** Opening RECORDED DATA block **

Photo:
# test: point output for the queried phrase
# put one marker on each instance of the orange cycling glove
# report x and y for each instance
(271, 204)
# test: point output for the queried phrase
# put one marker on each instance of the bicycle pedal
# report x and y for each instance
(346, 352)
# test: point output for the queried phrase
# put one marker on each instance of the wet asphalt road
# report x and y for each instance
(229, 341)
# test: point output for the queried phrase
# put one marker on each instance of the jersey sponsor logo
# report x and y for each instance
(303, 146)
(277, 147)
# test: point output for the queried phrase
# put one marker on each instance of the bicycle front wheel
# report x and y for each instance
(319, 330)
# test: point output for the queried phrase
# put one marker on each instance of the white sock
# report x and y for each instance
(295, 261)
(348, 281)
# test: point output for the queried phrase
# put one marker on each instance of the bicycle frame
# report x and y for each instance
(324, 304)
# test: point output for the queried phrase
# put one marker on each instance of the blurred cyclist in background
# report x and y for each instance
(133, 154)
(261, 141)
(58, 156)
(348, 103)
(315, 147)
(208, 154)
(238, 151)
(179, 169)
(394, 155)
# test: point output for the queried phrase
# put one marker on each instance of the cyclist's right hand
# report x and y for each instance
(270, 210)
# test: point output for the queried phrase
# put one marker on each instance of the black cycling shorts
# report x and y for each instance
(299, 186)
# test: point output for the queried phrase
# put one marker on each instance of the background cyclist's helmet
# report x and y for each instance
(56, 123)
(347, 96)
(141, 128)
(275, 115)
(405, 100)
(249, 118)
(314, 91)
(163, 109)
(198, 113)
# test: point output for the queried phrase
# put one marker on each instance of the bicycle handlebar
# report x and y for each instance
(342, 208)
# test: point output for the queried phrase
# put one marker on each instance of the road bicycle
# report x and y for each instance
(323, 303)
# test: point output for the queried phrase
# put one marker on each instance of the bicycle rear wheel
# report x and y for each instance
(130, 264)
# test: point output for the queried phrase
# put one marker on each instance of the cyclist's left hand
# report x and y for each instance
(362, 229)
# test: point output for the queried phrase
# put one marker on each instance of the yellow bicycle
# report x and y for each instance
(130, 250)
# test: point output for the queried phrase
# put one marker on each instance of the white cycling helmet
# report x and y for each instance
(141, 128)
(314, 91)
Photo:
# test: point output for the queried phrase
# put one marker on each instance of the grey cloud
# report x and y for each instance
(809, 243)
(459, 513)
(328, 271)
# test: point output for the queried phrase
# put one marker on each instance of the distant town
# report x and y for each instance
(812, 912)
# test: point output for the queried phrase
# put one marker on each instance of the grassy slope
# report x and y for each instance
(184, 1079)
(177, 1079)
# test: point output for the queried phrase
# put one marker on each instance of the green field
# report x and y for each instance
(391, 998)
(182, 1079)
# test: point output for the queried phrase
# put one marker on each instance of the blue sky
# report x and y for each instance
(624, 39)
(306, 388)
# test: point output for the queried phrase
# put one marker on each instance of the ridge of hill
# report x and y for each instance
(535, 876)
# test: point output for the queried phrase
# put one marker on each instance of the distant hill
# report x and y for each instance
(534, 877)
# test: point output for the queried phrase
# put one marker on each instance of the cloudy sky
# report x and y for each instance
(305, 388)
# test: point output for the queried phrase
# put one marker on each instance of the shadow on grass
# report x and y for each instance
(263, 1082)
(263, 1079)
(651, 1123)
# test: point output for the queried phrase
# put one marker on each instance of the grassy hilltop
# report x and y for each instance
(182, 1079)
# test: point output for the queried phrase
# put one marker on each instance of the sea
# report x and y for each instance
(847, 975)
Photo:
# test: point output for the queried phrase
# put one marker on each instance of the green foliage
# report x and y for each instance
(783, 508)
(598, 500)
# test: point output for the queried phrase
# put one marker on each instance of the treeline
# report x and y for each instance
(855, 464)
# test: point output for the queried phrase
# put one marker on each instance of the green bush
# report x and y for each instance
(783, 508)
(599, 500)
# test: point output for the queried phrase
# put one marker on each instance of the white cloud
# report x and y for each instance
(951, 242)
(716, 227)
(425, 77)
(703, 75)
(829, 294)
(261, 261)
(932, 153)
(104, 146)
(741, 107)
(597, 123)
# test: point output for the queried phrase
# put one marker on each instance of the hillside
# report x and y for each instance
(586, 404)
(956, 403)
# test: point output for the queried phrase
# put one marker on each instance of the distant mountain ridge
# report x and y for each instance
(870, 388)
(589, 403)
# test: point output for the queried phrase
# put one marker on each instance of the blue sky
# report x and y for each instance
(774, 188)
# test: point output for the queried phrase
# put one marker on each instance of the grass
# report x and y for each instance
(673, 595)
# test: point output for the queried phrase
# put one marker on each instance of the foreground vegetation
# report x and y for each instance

** Closing RECORDED DATA block **

__TASK GOAL__.
Restate word for word the lines above, beginning with the one that contains "# put one marker on each instance of the cloudy" and ending with the last line.

__PROBLEM SOLUTION__.
# put one marker on each instance of the cloudy sky
# report x and y for each instance
(305, 388)
# test: point output for the queried phrase
# put one marker on each instance of the shadow on grass
# report x and y for each instance
(263, 1082)
(263, 1079)
(651, 1123)
# test: point output for the queried phrase
# put one marker on each instance of the grassy hilltop
# report x and y for each instance
(182, 1079)
# test: point output for the queried phrase
# put one marker on each instance of the sea
# report x and y for each instance
(847, 975)
Photo:
# test: point output for the queried phrase
# put one marker on each instance of the green foliage
# report x and y for each instance
(783, 508)
(598, 500)
# test: point output for the queried phrase
# put one marker on each instance of the treeline
# report x and y for each instance
(855, 464)
# test: point output for the queried phrase
# put one marker on each instance of the green bush
# report x and y for each instance
(783, 508)
(599, 500)
# test: point output for the queried phrase
# put one marker on each instance of the white cloud
# report x and y for each instance
(951, 242)
(716, 227)
(425, 77)
(703, 75)
(829, 294)
(261, 261)
(932, 153)
(104, 146)
(741, 107)
(597, 123)
# test: point output for the queried phrase
# put one marker on each instance of the hillside
# report x and y for each instance
(586, 404)
(956, 403)
# test: point output for the queried phrase
# put one marker on each instance of the distant mountain ridge
# report x and y for each instance
(870, 388)
(589, 403)
# test: point output for the queried phrase
# put one marker on each instance of the blue sky
# report x and y for each instance
(774, 188)
# test: point output for the queried phrase
# put one marker on each instance of the grass
# report x and y for each instance
(673, 595)
# test: point output for the queried phrase
# put one marker on each instance of the foreground vegetation
# report x and y for each instance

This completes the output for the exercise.